What is needed >>
Pull out the stretch of the listing from the line containing "TARGET = baseball cap" through the end of the listing, reproducing each line without changes.

Supplied entries >>
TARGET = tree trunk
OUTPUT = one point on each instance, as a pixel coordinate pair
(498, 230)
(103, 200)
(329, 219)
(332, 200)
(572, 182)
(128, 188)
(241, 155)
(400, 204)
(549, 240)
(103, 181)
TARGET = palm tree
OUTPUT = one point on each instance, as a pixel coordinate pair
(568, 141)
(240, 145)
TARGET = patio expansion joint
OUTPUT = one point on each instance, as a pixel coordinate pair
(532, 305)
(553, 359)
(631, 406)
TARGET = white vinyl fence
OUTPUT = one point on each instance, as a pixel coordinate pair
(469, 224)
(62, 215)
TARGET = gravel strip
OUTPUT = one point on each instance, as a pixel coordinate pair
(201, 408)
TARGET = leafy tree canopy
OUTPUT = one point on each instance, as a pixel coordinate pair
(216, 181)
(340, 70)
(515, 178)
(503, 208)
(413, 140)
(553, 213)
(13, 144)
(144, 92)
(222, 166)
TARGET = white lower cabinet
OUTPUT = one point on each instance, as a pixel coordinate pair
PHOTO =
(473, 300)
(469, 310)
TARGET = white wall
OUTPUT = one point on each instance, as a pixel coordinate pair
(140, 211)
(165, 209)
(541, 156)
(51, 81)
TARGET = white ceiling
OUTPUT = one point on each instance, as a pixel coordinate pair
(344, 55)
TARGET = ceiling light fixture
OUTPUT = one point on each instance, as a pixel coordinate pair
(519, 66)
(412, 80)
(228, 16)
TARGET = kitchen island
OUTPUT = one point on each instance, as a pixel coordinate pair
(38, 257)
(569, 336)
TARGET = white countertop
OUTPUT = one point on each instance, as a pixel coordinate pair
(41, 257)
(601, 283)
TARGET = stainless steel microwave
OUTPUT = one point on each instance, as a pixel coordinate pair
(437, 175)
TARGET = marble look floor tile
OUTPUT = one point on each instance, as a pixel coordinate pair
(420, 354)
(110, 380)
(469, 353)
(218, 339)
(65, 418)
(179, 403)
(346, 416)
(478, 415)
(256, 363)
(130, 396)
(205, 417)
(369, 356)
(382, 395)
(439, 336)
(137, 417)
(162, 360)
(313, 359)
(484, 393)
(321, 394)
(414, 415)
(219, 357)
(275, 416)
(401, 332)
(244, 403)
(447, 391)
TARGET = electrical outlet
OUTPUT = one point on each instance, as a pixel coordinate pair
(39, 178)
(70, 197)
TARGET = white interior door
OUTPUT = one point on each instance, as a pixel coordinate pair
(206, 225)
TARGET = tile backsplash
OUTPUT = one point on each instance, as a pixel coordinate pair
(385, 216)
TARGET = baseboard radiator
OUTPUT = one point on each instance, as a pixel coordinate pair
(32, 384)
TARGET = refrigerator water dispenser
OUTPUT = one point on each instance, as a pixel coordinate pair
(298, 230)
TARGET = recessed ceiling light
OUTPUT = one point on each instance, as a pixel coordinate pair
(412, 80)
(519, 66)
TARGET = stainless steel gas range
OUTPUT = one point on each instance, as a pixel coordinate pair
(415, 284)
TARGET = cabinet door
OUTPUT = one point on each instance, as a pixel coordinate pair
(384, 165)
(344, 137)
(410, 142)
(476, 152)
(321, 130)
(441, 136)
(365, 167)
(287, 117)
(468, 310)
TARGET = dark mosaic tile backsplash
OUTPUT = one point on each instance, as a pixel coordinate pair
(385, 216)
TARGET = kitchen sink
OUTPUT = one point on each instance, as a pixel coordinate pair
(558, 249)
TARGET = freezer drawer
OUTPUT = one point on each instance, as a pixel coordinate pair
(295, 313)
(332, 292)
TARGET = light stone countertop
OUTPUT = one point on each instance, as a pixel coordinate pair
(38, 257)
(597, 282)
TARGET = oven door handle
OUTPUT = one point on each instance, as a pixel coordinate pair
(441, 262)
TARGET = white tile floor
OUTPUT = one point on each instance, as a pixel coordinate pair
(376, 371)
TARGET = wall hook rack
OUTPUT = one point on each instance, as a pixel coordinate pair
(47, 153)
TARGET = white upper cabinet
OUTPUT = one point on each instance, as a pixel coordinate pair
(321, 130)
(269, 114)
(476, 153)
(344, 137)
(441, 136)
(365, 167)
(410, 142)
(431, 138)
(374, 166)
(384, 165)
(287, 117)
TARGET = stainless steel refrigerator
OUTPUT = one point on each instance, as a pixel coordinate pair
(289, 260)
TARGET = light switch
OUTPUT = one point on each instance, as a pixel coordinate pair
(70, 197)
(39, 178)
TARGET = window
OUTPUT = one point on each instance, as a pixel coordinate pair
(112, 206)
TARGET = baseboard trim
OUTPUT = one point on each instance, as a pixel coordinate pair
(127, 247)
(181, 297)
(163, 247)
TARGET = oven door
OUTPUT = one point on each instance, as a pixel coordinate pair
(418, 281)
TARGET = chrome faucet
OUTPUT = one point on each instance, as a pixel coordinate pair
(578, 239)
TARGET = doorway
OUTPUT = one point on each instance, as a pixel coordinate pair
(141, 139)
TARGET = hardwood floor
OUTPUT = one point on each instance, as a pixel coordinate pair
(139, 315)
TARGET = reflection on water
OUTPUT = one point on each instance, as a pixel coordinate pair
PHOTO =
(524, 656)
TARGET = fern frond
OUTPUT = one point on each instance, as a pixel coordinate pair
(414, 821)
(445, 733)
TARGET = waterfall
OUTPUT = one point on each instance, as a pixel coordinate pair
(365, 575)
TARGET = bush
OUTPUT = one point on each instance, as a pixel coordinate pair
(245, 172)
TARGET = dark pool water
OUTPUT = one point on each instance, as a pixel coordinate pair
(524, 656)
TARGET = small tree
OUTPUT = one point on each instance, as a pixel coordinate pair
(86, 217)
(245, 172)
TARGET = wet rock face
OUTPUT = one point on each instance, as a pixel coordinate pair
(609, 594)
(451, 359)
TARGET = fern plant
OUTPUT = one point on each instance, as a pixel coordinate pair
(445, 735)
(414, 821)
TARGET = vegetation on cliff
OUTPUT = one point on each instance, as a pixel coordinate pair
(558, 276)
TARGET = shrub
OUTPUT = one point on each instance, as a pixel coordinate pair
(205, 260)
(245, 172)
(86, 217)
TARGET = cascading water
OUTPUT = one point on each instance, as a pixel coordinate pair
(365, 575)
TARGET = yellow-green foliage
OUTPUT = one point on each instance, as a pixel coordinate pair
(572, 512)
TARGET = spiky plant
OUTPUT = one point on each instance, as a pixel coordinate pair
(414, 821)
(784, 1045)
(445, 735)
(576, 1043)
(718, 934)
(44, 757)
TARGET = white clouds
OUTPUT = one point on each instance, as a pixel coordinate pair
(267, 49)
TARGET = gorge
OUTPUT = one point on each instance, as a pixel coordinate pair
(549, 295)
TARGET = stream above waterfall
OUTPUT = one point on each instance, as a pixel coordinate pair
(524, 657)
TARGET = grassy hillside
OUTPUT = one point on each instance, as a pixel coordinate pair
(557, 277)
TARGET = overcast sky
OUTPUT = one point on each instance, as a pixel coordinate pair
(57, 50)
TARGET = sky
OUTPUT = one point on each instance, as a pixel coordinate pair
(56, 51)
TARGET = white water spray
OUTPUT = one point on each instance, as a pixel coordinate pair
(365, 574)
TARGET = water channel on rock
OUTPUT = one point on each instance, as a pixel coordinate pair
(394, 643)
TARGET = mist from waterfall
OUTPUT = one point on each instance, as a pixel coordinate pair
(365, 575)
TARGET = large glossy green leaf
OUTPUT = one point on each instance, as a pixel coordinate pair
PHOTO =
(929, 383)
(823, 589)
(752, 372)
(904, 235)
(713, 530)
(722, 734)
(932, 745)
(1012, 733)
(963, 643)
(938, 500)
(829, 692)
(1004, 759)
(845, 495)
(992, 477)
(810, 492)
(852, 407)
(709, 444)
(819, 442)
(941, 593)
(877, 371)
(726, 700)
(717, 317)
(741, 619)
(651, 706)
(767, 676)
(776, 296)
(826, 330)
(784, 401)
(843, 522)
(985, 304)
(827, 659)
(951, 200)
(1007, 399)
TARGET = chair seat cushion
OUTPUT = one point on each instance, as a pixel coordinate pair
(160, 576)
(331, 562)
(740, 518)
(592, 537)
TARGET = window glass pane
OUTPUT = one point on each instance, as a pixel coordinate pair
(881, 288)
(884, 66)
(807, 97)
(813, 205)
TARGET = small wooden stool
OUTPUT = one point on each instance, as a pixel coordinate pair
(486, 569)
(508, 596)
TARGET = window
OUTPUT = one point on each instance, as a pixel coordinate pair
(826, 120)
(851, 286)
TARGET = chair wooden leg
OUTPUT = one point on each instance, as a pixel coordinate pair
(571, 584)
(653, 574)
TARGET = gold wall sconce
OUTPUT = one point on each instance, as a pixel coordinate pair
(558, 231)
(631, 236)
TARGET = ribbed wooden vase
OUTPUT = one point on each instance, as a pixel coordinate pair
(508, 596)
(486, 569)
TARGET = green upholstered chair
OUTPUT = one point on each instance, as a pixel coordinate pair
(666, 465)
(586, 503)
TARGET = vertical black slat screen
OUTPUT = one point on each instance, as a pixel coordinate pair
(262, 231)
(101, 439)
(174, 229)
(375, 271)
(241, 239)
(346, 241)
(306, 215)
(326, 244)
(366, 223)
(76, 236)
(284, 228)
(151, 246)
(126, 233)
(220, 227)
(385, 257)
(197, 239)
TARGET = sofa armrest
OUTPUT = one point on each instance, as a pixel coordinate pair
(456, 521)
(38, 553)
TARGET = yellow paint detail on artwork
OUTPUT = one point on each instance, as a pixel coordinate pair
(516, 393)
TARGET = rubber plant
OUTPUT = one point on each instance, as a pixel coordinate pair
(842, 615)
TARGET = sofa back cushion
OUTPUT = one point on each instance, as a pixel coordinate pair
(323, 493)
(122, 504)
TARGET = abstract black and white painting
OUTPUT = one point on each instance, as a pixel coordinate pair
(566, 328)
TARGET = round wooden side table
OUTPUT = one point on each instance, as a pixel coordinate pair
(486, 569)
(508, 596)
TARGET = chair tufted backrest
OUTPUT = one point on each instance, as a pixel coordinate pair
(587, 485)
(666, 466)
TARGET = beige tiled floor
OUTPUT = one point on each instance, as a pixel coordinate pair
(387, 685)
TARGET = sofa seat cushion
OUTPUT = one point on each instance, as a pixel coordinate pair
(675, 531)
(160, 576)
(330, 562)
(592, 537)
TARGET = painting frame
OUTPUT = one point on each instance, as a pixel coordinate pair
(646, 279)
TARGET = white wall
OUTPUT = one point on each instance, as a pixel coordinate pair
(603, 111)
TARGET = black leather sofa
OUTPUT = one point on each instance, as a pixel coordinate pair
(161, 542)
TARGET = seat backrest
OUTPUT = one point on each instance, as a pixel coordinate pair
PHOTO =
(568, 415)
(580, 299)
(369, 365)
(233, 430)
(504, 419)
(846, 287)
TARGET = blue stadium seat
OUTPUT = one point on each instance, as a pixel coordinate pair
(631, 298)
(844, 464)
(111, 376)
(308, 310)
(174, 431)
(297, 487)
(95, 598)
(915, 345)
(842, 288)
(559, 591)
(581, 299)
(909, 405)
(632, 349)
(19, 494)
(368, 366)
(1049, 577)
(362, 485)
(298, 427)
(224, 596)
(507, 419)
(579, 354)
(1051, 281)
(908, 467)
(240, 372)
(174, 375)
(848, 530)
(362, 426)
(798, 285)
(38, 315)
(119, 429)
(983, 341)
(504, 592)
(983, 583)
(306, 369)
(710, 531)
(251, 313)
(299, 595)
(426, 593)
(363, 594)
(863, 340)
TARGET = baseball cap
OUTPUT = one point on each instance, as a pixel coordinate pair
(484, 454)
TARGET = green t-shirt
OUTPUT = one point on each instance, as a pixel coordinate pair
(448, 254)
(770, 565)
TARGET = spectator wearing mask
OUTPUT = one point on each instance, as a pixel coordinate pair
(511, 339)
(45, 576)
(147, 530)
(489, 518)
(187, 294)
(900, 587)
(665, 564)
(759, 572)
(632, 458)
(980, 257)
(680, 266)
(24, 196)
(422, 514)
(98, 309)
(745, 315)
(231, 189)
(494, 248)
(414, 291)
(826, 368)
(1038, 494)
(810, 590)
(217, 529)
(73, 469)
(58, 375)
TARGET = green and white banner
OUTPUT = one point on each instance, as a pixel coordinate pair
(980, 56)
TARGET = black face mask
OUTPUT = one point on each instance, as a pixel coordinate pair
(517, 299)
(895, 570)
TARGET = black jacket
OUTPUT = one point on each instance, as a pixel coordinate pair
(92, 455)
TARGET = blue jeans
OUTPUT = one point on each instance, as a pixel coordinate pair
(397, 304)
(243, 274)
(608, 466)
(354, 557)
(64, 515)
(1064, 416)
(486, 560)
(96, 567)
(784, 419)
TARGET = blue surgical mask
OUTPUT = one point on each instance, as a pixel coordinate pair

Exercise result >>
TARGET = baseball cap
OUTPUT = one point on each instance, as a pixel coordinate pair
(484, 454)
TARGET = green t-shirt
OUTPUT = one point on each instance, as a pixel coordinate pair
(448, 254)
(770, 565)
TARGET = spectator wearing mask
OUTPUT = one point on each instance, as a pixel coordinate pair
(511, 339)
(45, 576)
(147, 530)
(489, 518)
(187, 294)
(900, 587)
(665, 564)
(759, 572)
(632, 458)
(980, 257)
(680, 266)
(24, 196)
(422, 514)
(98, 309)
(745, 315)
(231, 189)
(494, 248)
(414, 291)
(826, 368)
(1038, 494)
(810, 590)
(217, 529)
(73, 469)
(58, 375)
TARGET = green and white banner
OUTPUT = one point on each instance, as a pixel coordinate pair
(980, 56)
TARGET = black face mask
OUTPUT = one point on each instance, as a pixel coordinate pair
(517, 299)
(895, 570)
TARGET = black jacket
OUTPUT = one point on each instance, as a pixel coordinate pair
(92, 455)
TARGET = blue jeans
OUTPUT = one point on each instance, as a pixel coordinate pair
(397, 304)
(243, 274)
(608, 466)
(354, 557)
(64, 515)
(1064, 416)
(486, 560)
(96, 567)
(784, 419)
TARGET = blue surgical mask
OUTPUT = one point on each instance, as a pixel coordinate pair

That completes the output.